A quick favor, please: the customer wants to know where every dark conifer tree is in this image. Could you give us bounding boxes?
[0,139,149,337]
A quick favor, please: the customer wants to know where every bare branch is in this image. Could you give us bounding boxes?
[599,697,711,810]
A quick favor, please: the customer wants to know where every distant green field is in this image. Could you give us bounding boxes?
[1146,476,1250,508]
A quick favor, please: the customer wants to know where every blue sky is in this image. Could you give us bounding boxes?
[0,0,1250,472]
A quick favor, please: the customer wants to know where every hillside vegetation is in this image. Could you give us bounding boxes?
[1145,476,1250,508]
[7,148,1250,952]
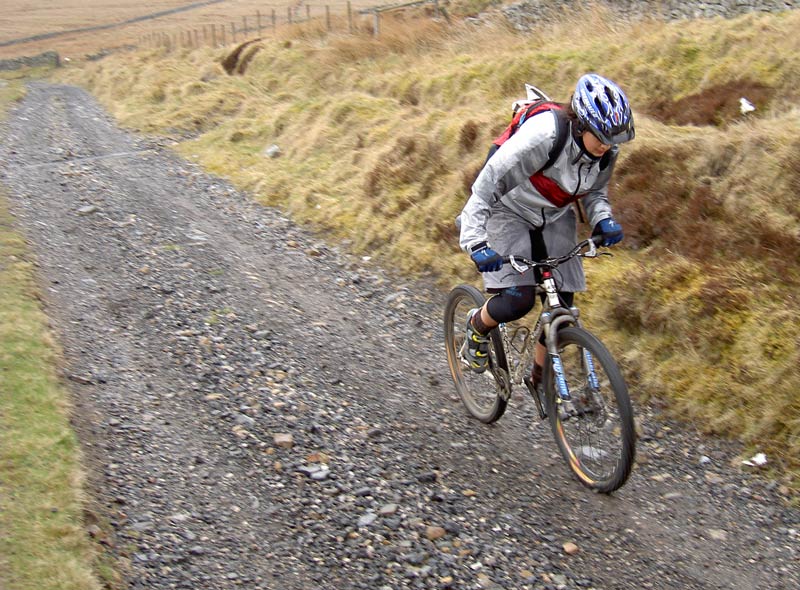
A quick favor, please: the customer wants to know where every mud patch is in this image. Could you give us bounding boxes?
[645,81,775,127]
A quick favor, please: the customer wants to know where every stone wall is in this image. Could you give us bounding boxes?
[0,51,60,71]
[503,0,800,30]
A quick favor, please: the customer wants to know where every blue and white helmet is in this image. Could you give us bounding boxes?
[572,74,636,145]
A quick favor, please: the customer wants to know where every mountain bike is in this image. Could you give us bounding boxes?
[444,236,636,493]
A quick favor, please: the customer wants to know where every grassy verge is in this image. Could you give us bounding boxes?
[56,7,800,486]
[0,71,101,590]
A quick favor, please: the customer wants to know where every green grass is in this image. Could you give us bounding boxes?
[0,74,101,590]
[54,3,800,488]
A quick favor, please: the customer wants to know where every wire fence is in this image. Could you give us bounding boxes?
[139,0,450,50]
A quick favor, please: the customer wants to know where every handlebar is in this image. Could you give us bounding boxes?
[503,235,611,273]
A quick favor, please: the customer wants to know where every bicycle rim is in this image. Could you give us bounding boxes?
[545,327,636,493]
[444,285,510,424]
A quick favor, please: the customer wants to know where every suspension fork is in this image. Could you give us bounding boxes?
[542,306,580,401]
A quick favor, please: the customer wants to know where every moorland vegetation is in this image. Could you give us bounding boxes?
[48,7,800,488]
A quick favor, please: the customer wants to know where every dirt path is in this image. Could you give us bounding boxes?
[0,84,800,590]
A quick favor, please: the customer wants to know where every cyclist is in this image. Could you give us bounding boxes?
[460,73,635,386]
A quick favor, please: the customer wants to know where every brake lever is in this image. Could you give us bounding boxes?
[508,256,530,274]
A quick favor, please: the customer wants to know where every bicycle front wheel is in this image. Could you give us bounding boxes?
[545,326,636,493]
[444,285,511,424]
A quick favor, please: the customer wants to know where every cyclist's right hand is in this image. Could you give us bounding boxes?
[469,242,503,272]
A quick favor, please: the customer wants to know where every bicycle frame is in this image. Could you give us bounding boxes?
[499,240,598,418]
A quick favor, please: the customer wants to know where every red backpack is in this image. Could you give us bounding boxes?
[492,98,568,172]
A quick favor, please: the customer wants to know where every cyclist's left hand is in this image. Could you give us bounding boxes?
[592,217,625,246]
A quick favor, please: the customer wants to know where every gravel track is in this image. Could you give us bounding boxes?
[0,83,800,590]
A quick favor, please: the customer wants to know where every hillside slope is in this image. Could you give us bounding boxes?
[56,5,800,483]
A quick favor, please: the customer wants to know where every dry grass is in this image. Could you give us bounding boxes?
[50,4,800,488]
[0,0,380,59]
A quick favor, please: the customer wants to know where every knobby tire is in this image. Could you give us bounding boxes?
[444,285,510,424]
[544,326,636,493]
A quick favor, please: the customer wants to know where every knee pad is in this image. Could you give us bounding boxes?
[487,286,536,323]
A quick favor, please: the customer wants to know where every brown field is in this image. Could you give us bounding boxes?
[0,0,378,59]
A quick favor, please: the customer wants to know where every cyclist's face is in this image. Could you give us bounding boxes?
[583,131,611,158]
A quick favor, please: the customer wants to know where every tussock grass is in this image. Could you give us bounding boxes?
[56,7,800,490]
[0,190,101,590]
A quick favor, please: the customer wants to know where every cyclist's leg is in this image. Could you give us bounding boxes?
[464,210,535,372]
[468,204,536,329]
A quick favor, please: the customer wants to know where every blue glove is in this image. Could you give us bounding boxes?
[469,242,503,272]
[592,217,625,246]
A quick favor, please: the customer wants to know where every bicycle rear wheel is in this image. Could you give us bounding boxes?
[444,285,511,424]
[544,326,636,493]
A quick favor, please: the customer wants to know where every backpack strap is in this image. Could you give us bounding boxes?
[540,108,569,172]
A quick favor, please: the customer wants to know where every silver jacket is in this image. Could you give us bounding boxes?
[459,112,619,254]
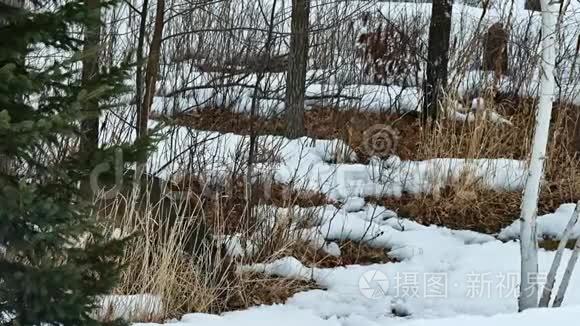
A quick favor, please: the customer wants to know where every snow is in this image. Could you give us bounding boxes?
[93,294,164,320]
[144,127,526,201]
[99,0,580,326]
[498,204,580,241]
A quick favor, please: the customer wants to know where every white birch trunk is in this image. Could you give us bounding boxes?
[540,201,580,308]
[519,0,558,311]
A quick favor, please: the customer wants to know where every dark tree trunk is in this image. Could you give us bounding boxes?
[524,0,542,11]
[135,0,165,187]
[135,0,149,131]
[79,0,101,196]
[286,0,310,138]
[422,0,453,124]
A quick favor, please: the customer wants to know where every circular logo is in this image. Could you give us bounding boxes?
[363,124,399,156]
[358,270,389,299]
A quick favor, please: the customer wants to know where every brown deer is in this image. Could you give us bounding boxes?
[357,12,420,86]
[483,23,508,76]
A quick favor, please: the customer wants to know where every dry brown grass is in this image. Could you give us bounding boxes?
[370,95,580,233]
[99,182,334,322]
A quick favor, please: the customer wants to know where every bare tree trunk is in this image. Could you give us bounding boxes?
[422,0,453,124]
[79,0,101,198]
[135,0,149,129]
[540,201,580,308]
[286,0,310,138]
[519,0,558,311]
[135,0,165,180]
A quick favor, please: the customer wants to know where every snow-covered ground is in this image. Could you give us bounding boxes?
[97,0,580,326]
[134,201,580,325]
[137,306,580,326]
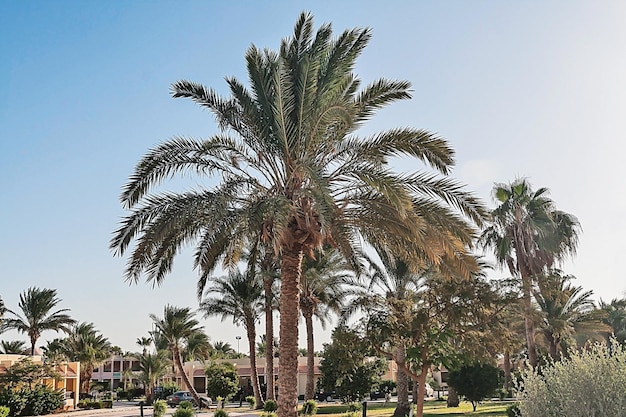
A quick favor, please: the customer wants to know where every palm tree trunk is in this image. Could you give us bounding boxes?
[246,317,263,409]
[262,249,275,400]
[503,349,511,395]
[521,272,537,367]
[276,242,303,417]
[172,348,202,407]
[415,363,430,417]
[303,309,315,400]
[393,346,411,417]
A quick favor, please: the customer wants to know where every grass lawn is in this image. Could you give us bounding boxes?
[310,401,510,417]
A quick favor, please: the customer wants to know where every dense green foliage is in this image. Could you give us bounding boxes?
[205,362,239,400]
[318,326,386,402]
[448,363,501,411]
[518,340,626,417]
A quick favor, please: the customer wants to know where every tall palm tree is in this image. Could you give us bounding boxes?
[59,322,112,392]
[111,13,483,417]
[0,340,28,355]
[300,250,356,400]
[200,271,264,408]
[138,350,169,404]
[2,287,76,355]
[533,270,610,360]
[135,337,152,355]
[481,178,580,366]
[183,332,213,361]
[150,305,202,406]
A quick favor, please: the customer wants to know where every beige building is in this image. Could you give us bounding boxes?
[0,354,80,409]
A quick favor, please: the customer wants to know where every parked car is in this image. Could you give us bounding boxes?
[165,391,212,408]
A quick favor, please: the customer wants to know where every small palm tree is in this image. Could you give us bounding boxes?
[59,323,112,392]
[0,340,28,355]
[481,179,580,366]
[150,305,202,406]
[2,287,76,355]
[200,271,265,408]
[138,350,169,404]
[136,337,152,355]
[534,270,610,360]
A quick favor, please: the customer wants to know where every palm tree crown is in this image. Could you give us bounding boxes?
[2,287,76,355]
[111,13,484,417]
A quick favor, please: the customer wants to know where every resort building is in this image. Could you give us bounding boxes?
[0,354,80,409]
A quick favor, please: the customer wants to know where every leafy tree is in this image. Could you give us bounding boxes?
[138,351,169,404]
[205,362,239,401]
[300,250,356,400]
[150,305,202,407]
[111,13,483,417]
[481,179,580,366]
[318,326,387,402]
[1,287,75,355]
[200,271,264,408]
[448,363,500,412]
[0,340,29,355]
[352,264,506,417]
[533,270,610,360]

-------------------------

▶ WHAT YOU HAVE TO DO: Convert the lines from the start of the items through the line containing "[503,235,611,273]" into a JSON list of strings, one string per line, with blank lines skipped. Leave the pictures out.

▶ TASK ANSWER:
[
  "A quick favor, please: the customer wants to know where every dark conifer tree is in this image. Could you give us bounding boxes?",
  "[0,139,149,337]",
  "A quick favor, please: the customer wants to know where every bare branch is in this image. Could you give us bounding boxes?",
  "[599,697,711,810]",
  "A quick favor, please: the customer wants to know where every distant green field is in this image. Could you give us bounding boxes?",
  "[1146,476,1250,508]",
  "A quick favor, please: the customer wants to know where every blue sky is in this image. Could you give us bounding boxes?",
  "[0,0,1250,472]",
  "A quick favor, please: the customer wants to know where every hillside vegetation is in this image. Could you give us bounding boxes?",
  "[1145,476,1250,508]",
  "[7,148,1250,952]",
  "A quick favor, please: the customer wants to know where every mud patch is in this image. Could you give us bounding boxes?",
  "[645,81,775,127]",
  "A quick favor, please: the customer wants to know where every stone wall is in this image. Could you give us bounding boxes?",
  "[0,51,60,71]",
  "[503,0,800,30]",
  "A quick favor, please: the customer wants to know where every blue and white helmet is in this image. Could you give us bounding boxes?",
  "[572,74,636,145]",
  "A quick favor, please: the customer wants to know where every mountain bike is in this image. Could you give us bounding boxes?",
  "[444,236,636,493]",
  "A quick favor, please: the customer wants to know where every grassy verge is in this image. Could you give us bounding boxes?",
  "[56,7,800,486]",
  "[0,71,101,590]",
  "A quick favor, please: the customer wants to know where every green grass is in this image. Could you give us bounding boxes?",
  "[0,74,101,590]",
  "[54,3,800,488]",
  "A quick favor, please: the customer wants to know where every wire fence is in this image. Could you give us bounding boxes?",
  "[139,0,450,50]",
  "A quick favor, please: the customer wants to know where every handlebar is in this image. Could you give us bounding boxes?",
  "[503,235,611,273]"
]